**What to do:**
1. In the account of the father's recovery, how many days was the father immobile and on a respirator?
2. Write out, word for word, the portion of the account of the father's recovery that opens with the words "We get dad moved" and closes with "not beyond worry.".

**Reading text:**
• • • •

And I find myself able to breathe a bit easier as well. He’s not out of the woods yet. After 11 days immobile and on a respirator, his body is totally out of whack. My sister says he seems generally coherent, but has bouts of pretty serious confusion. For example, he seems pretty convinced that he traveled to California, or possibly Asia, while he was out of it. The docs say this is somewhat normal (the confusion, not the California/Asia scenario), but since they can’t fully explain why it’s happening (and given their general inability to know what’s been going on with him), we’re all a little skeptical.
After another week in the hospital under observation, he’s cleared to go to the nursing/rehab center for continued care. The day before he’s released, I fly back to Maryland to help with the move and in whatever other ways way I can. Lyena and I are scheduled to travel to Alaska for three weeks soon, so it’s also a good opportunity for me to assess the situation and my willingness to be so far away.
When I first see him, still in the hospital, I walk in and he looks up and greats me with a “There he is!” At first I think everything’s fine, until I slowly realize he thinks I’m one of the nurses (to his credit, he wasn’t wearing his glasses and is almost blind without them). He eventually figures out who I am, though, and seems generally coherent, if a little dazed and confused.
We get dad moved into the nursing home and for the next few days, I hang out – helping my mom and my sister (who is quickly becoming Superwoman in my mind) in whatever small way I can. I chauffeur, I cater, I sit around and keep company. Mom seems to be a bit worse than the last time I saw her, but is still able to get up and around… and she is worried about dad. Though it appears he’s out of the deepest part of the woods, he’s not beyond worry.
My emotional syrup begins to thin enough that I’m able to feel the cornucopia of emotions that have been lurking within. On the top of it all rests a membrane of relief, but underneath I can make out the fear, regret, loss, sorrow, doubt, anger and concern that are rising to the surface. I give them as much attention as I can, lest they sit there and stew, but my resources aren’t what they used to be.

• • • •

**Data supplied:**
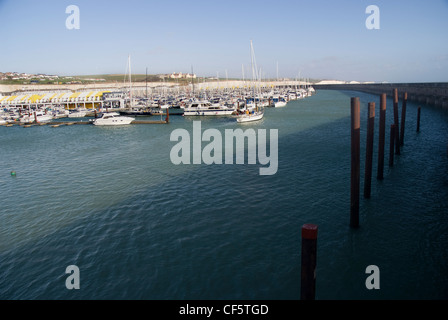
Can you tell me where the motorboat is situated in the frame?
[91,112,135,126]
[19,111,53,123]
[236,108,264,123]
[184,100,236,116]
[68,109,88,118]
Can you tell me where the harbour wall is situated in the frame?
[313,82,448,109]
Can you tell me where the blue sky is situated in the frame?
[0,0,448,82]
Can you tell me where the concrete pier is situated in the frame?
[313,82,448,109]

• • • •

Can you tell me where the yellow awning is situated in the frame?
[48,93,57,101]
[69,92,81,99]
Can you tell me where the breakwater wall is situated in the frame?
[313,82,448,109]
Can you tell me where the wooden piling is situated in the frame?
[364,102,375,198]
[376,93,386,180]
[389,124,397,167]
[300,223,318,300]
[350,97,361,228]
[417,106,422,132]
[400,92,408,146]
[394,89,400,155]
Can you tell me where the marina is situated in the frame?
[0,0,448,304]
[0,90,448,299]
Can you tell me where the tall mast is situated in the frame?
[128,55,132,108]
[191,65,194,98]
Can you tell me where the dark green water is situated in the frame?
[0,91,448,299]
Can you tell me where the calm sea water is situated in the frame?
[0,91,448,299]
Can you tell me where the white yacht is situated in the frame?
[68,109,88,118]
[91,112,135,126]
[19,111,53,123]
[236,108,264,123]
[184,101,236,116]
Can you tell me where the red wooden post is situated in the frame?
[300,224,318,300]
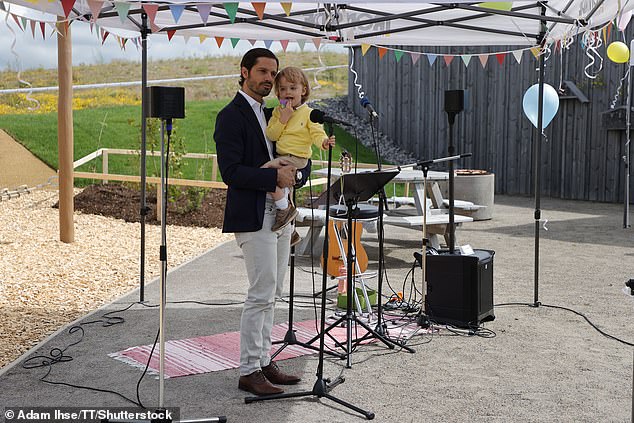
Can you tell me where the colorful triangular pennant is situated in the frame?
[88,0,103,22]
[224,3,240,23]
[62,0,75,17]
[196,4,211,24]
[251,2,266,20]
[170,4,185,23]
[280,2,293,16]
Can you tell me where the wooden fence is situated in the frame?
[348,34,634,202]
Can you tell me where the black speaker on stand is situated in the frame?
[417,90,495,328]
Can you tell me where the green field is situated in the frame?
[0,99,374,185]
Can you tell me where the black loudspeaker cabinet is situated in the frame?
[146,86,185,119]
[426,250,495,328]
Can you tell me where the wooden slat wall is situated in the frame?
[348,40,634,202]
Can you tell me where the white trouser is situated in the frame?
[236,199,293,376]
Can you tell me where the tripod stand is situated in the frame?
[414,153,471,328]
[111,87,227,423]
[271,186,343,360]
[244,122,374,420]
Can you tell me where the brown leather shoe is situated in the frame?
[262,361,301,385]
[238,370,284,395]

• • • •

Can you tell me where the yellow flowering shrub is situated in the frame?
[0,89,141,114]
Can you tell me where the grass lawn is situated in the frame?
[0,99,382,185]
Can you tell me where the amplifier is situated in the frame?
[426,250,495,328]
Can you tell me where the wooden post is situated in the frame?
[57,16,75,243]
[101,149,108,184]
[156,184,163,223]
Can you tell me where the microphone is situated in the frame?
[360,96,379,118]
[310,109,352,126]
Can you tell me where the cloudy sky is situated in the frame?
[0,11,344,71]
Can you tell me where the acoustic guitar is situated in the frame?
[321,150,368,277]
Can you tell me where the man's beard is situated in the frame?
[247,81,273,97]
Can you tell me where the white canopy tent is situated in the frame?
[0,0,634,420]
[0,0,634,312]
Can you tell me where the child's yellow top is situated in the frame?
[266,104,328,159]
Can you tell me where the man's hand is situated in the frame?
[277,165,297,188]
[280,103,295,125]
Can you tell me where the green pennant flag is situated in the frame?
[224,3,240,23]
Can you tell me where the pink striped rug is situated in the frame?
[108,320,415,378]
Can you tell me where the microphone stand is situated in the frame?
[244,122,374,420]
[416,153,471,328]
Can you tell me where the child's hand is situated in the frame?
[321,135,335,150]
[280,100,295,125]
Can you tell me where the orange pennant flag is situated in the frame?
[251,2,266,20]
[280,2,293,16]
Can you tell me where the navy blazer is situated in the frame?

• • • •

**Solved problems:**
1. He was immobile and on a respirator for 11 days.

2.
We get dad moved into the nursing home and for the next few days, I hang out – helping my mom and my sister (who is quickly becoming Superwoman in my mind) in whatever small way I can. I chauffeur, I cater, I sit around and keep company. Mom seems to be a bit worse than the last time I saw her, but is still able to get up and around… and she is worried about dad. Though it appears he’s out of the deepest part of the woods, he’s not beyond worry.